- BRIEF
Reproduce everything from the line containing "Reviewer note: verify that every instance of the man's" down to the line containing "column 583, row 246", swapping "dark" for "black" and leaving all else unchanged. Return only those rows.

- LISTED RECORDS
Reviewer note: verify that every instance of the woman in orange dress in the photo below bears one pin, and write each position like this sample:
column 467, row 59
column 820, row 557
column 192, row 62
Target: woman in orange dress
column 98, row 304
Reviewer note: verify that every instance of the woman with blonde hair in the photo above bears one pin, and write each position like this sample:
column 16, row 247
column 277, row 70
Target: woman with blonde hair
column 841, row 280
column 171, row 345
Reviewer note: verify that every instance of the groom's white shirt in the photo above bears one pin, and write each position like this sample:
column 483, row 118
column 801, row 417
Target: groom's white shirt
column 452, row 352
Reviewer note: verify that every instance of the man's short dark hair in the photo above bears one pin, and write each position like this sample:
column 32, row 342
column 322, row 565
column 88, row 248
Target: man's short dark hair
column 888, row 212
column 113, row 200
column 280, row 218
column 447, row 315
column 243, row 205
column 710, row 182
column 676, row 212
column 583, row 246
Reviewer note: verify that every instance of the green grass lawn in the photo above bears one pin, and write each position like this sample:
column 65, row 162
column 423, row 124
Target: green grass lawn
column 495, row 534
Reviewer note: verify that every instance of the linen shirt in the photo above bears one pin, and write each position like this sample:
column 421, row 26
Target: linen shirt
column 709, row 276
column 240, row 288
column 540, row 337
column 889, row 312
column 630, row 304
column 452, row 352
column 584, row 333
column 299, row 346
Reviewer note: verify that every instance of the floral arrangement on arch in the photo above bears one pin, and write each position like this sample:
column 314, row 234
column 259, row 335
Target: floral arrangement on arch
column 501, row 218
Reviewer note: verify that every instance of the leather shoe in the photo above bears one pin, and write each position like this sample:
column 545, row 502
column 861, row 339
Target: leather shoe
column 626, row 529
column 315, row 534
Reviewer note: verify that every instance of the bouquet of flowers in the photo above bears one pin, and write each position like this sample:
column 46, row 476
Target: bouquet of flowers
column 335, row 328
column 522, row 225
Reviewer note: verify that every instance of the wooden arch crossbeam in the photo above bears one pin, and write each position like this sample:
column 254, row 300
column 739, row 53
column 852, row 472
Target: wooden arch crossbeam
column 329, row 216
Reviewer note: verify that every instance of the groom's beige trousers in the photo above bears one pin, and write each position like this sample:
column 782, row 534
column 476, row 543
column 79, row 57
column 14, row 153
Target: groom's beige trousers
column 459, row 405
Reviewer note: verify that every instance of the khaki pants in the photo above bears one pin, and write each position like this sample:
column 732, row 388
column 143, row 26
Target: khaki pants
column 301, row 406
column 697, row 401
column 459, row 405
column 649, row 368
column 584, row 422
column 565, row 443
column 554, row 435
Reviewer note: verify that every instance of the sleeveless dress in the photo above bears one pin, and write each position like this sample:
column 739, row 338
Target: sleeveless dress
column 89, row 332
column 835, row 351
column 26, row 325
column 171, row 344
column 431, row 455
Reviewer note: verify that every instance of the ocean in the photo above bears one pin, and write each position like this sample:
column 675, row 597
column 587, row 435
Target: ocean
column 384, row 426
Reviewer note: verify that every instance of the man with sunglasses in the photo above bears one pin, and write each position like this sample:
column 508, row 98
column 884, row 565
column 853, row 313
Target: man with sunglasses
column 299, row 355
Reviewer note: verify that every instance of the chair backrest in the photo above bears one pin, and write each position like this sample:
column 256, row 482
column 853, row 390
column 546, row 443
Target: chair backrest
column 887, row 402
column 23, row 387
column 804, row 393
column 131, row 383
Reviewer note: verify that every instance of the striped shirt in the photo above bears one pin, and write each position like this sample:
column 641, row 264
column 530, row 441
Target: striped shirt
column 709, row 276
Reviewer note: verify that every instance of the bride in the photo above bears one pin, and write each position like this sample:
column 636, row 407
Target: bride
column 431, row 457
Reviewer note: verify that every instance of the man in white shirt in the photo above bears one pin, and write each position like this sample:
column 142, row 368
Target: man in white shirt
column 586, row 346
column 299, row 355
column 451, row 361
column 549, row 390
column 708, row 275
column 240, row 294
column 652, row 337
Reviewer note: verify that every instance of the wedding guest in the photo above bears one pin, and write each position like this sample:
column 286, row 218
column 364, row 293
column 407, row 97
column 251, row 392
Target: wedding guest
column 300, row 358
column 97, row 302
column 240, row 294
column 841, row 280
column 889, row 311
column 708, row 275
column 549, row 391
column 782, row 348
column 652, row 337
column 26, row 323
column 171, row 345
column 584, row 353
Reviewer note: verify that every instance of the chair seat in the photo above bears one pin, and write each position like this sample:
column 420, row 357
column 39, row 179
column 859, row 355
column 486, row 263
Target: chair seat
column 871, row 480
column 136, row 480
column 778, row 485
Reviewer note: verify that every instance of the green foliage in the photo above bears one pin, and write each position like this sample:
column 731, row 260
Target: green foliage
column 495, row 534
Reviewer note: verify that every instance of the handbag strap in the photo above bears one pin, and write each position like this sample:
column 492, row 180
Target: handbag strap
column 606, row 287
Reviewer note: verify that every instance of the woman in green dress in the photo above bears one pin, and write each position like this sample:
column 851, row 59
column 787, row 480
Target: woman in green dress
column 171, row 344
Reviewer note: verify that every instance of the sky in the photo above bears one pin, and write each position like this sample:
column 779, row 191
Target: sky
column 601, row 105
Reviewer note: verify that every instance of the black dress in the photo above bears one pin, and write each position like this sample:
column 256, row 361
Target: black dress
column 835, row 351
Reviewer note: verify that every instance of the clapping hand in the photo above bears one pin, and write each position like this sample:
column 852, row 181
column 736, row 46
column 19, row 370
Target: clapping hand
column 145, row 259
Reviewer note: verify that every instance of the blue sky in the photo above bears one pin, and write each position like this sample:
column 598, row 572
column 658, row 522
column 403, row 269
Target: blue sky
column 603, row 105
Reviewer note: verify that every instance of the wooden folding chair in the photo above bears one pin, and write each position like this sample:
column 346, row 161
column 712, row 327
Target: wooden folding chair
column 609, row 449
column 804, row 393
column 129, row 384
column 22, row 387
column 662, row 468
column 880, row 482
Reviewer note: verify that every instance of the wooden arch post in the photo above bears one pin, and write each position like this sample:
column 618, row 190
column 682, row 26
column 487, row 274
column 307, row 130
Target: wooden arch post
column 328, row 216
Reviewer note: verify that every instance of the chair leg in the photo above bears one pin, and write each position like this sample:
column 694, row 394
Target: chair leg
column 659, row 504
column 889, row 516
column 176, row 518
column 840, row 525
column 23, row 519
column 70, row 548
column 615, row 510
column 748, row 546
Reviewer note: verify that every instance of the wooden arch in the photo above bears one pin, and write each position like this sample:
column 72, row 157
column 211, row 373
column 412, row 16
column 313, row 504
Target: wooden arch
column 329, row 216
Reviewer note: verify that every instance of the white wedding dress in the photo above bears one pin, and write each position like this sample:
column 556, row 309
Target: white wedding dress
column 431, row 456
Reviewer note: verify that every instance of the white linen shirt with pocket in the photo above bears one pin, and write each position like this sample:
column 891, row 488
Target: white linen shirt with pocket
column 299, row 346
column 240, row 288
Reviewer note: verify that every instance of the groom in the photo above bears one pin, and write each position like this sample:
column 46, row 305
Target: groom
* * *
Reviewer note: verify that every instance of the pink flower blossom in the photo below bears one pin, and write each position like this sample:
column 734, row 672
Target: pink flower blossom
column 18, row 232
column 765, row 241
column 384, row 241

- RESPONSE TO THE TASK
Reviewer note: verify that every instance of the man's short black hair in the photo above bears one pin, and write each position like this sample:
column 32, row 342
column 322, row 565
column 88, row 248
Target: man's short black hair
column 888, row 212
column 113, row 200
column 280, row 218
column 447, row 315
column 243, row 205
column 710, row 182
column 676, row 212
column 583, row 246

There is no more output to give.